抽出テキスト ▸
========================
同世代のそういう働き方を選んだ友人たちとよく言うのは、(『虎に翼』の舞台は)昭和10年代でしょ。我々の就職した頃は昭和で言うと70年なんですが、「この60年間は何も変わっていない」という感じなんです。あのドラマを見ていて、まったく同じことに自分が直面していました。

例えば当時はビフォアインターネットの時代なので、メールもインターネットもなく、いろんな連絡が全部電話なんですよね。社内も電話で、電話に私が出たりすると「男性いる?」って聞かれる。

:えー……。

篠田:自動的に「女性はアシスタントで、お前にはわからん話を僕はしたい」と言うわけで、そのたびに「いや、私が担当です」と言うと「ああ」ってなるんです。こういうのがいちいち面倒くさいなと思って落ち込む。

30歳で入社したマッキンゼーを辞めた理由

篠田:もう1個は、銀行って今もそうなんですが、社命での転勤をバンバンするんですね。これは事業上しょうがなくて、金融ってお金を扱っているから、どうしても一定確率で心が弱った時に不正をしてしまうんですよ。

それを防ぐために、本人に予告せずにバッと異動させることで、もしお客さんと変なお金の関係を作っても傷が深くならないうちに明らかになるから、これは先人の知恵でやっているんですね。

でも、私は「待てよ。私はもう大人なのに、自分が住みたい場所を自分で決められないっておかしくありませんか?」と、まさに自分のスタンスに気がついてしまって、「しまった……」みたいな落ち込みでした。

:なるほど。

篠田:でも、この調子でしゃべっているとちょっと終わらないから。

:そうですね。この中でも一番深い落ち込みと、そこから上っていったプロセスをぜひうかがいたいです。

篠田:わかりました。まず、一番深い落ち込みはマッキンゼーを辞める時ですね。だんだん上っていくにはけっこう時間がかかりましたが、最後はほぼ日に入ったという感じですかね。落ち込んだ理由を端的に言うと、マッキンゼーで私が極めて自己中心的に「私はできる」と思い込みすぎたことが原因です。

厳しい会社なので、わりと業績評価もピシッとあるという環境にもかかわらず、本当に私は天狗になっていて。入社当初はすごくできる子扱いで褒められていたので、すっかり調子に乗りまして、「私はもう自然体でも余裕」とか思っていて。

:30代前半ぐらいですかね?
========================
提供エントリ ▸

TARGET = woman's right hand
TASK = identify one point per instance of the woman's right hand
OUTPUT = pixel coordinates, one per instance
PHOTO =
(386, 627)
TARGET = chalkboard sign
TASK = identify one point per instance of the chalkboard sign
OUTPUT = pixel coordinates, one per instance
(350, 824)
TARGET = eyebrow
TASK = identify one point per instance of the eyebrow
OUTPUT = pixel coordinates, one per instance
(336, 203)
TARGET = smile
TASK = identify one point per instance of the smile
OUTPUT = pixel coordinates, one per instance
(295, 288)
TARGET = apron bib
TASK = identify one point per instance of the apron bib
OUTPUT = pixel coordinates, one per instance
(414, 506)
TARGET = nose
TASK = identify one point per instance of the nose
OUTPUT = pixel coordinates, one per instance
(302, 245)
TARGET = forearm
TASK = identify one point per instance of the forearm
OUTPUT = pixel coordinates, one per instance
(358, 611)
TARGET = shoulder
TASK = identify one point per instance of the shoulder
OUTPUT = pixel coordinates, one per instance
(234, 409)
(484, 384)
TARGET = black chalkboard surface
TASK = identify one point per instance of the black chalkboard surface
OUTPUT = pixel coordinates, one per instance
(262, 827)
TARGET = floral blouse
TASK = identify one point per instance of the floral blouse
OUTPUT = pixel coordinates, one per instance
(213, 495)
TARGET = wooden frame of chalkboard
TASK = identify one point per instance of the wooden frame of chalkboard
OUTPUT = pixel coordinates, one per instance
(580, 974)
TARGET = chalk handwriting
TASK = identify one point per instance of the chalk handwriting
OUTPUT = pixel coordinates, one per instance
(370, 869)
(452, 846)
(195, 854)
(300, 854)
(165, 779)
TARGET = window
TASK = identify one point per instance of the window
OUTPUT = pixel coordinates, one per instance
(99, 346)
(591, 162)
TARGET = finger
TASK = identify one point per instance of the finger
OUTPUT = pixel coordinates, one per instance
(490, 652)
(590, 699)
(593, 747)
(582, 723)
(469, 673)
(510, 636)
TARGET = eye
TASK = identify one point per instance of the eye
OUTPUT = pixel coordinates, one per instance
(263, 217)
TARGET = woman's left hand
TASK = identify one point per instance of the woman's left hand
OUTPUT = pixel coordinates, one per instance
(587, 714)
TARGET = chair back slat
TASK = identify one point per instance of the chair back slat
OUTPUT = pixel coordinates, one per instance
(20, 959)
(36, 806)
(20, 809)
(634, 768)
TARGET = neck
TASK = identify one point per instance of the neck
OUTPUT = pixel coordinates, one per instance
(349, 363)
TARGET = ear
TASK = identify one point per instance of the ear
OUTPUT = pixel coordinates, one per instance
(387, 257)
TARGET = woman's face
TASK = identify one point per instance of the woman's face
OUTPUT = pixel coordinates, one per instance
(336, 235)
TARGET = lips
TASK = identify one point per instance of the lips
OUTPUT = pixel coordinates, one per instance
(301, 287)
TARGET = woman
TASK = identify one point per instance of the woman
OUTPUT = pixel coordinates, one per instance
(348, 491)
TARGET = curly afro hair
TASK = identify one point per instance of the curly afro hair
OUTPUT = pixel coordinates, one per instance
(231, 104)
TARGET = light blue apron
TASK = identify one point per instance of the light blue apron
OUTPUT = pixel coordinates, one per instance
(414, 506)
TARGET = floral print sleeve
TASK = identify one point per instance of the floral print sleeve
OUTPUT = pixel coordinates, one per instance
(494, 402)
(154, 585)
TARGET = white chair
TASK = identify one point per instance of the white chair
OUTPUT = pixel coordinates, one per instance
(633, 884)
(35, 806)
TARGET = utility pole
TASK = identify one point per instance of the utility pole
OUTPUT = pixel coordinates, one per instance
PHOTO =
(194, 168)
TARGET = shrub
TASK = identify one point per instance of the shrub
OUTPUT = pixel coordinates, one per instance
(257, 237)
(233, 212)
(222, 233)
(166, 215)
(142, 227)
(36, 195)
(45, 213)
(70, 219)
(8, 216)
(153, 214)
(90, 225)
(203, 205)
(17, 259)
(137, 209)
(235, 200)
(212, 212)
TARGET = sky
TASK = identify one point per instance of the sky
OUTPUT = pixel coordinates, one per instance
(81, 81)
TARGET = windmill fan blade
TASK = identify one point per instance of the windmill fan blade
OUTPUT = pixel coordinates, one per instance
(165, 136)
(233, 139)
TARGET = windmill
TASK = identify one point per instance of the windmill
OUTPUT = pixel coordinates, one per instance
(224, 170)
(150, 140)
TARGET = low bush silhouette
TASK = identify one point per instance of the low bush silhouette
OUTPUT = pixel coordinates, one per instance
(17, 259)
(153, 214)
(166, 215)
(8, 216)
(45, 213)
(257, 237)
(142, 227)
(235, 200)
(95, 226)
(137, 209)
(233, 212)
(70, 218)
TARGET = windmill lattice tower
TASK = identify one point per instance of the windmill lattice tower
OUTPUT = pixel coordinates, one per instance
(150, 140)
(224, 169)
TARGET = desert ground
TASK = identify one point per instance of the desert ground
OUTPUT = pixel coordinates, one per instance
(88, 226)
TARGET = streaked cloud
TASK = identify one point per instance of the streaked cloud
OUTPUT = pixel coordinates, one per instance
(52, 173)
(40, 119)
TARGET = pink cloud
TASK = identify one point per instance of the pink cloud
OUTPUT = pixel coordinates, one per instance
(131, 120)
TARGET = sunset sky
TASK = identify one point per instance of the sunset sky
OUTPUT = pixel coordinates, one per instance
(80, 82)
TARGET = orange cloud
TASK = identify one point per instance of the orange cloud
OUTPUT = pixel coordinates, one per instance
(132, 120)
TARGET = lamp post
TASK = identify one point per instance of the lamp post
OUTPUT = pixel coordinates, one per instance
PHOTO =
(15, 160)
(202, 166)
========================
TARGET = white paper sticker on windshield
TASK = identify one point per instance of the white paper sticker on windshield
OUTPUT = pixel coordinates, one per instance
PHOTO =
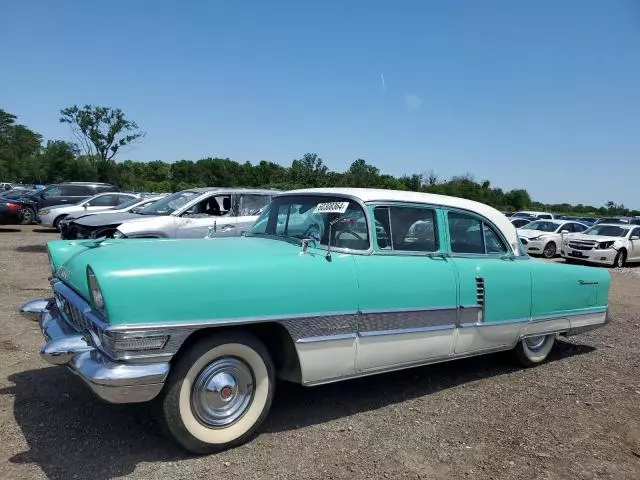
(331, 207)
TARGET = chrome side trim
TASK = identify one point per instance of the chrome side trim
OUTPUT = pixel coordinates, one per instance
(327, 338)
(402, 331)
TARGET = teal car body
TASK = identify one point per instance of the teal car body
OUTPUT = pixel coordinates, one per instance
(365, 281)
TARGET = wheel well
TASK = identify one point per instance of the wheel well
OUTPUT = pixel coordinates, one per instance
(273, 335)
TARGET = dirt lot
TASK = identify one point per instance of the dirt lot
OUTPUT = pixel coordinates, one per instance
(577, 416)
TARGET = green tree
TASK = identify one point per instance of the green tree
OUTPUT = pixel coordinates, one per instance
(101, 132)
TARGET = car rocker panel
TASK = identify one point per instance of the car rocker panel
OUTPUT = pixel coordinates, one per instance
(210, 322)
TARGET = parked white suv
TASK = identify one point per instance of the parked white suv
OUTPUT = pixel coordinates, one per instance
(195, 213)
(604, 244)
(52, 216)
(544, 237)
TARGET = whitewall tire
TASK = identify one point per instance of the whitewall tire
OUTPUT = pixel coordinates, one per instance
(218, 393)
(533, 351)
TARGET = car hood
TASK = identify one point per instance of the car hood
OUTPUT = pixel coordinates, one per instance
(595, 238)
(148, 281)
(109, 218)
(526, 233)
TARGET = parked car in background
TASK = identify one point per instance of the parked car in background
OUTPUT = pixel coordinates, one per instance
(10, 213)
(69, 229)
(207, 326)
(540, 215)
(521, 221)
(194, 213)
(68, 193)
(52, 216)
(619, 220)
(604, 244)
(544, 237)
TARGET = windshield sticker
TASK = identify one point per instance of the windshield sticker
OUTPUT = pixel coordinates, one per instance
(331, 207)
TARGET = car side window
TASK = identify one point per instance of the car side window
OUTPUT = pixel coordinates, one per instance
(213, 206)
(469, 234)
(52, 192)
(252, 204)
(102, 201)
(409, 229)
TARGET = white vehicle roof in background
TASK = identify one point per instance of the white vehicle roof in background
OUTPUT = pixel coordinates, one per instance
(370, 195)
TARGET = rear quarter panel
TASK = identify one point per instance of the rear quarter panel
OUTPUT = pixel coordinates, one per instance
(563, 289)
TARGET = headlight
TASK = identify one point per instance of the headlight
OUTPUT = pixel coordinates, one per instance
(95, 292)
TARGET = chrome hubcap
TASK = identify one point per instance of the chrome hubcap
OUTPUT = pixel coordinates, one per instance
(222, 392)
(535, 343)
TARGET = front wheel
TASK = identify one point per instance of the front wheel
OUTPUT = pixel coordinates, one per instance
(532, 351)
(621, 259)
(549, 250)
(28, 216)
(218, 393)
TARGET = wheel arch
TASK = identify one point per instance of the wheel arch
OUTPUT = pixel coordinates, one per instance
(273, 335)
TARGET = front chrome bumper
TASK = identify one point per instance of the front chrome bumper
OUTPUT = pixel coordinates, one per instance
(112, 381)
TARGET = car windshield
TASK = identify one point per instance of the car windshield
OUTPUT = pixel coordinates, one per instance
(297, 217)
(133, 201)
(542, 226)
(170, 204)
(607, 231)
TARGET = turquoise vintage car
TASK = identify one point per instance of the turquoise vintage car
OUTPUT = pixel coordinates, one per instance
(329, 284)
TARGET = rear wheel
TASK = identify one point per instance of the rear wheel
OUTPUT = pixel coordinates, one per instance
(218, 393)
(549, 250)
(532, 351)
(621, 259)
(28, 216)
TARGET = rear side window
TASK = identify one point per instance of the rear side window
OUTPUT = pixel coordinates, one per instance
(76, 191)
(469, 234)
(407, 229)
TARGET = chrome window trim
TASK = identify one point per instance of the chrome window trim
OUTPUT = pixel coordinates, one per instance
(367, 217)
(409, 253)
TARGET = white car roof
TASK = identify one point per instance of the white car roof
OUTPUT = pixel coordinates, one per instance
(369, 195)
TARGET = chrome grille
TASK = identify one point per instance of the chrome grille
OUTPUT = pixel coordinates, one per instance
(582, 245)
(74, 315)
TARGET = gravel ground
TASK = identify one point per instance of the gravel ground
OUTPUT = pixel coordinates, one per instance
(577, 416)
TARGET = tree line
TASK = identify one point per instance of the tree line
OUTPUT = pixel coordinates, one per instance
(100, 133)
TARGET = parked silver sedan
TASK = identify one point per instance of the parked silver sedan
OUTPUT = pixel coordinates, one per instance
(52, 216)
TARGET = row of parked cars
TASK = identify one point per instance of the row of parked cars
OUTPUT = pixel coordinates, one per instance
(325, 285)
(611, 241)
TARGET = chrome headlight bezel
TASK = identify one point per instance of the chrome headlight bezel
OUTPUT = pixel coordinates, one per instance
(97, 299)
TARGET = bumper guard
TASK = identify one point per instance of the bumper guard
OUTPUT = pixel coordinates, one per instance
========================
作業内容 ▸
[1] 抽出テキストのうち、「30歳で入社したマッキンゼーを辞めた理由」から「篠田:でも、この調子でしゃべっているとちょっと終わらないから。」までの範囲を改変せずに出力せよ。
[2] エントリ中で文字列「sign」を含む行を、すべて原文どおりに書き出して報告せよ。

解答例 ▸
[1]
30歳で入社したマッキンゼーを辞めた理由

篠田:もう1個は、銀行って今もそうなんですが、社命での転勤をバンバンするんですね。これは事業上しょうがなくて、金融ってお金を扱っているから、どうしても一定確率で心が弱った時に不正をしてしまうんですよ。

それを防ぐために、本人に予告せずにバッと異動させることで、もしお客さんと変なお金の関係を作っても傷が深くならないうちに明らかになるから、これは先人の知恵でやっているんですね。

でも、私は「待てよ。私はもう大人なのに、自分が住みたい場所を自分で決められないっておかしくありませんか?」と、まさに自分のスタンスに気がついてしまって、「しまった……」みたいな落ち込みでした。

:なるほど。

篠田:でも、この調子でしゃべっているとちょっと終わらないから。

[2]
TARGET = chalkboard sign
TASK = identify one point per instance of the chalkboard sign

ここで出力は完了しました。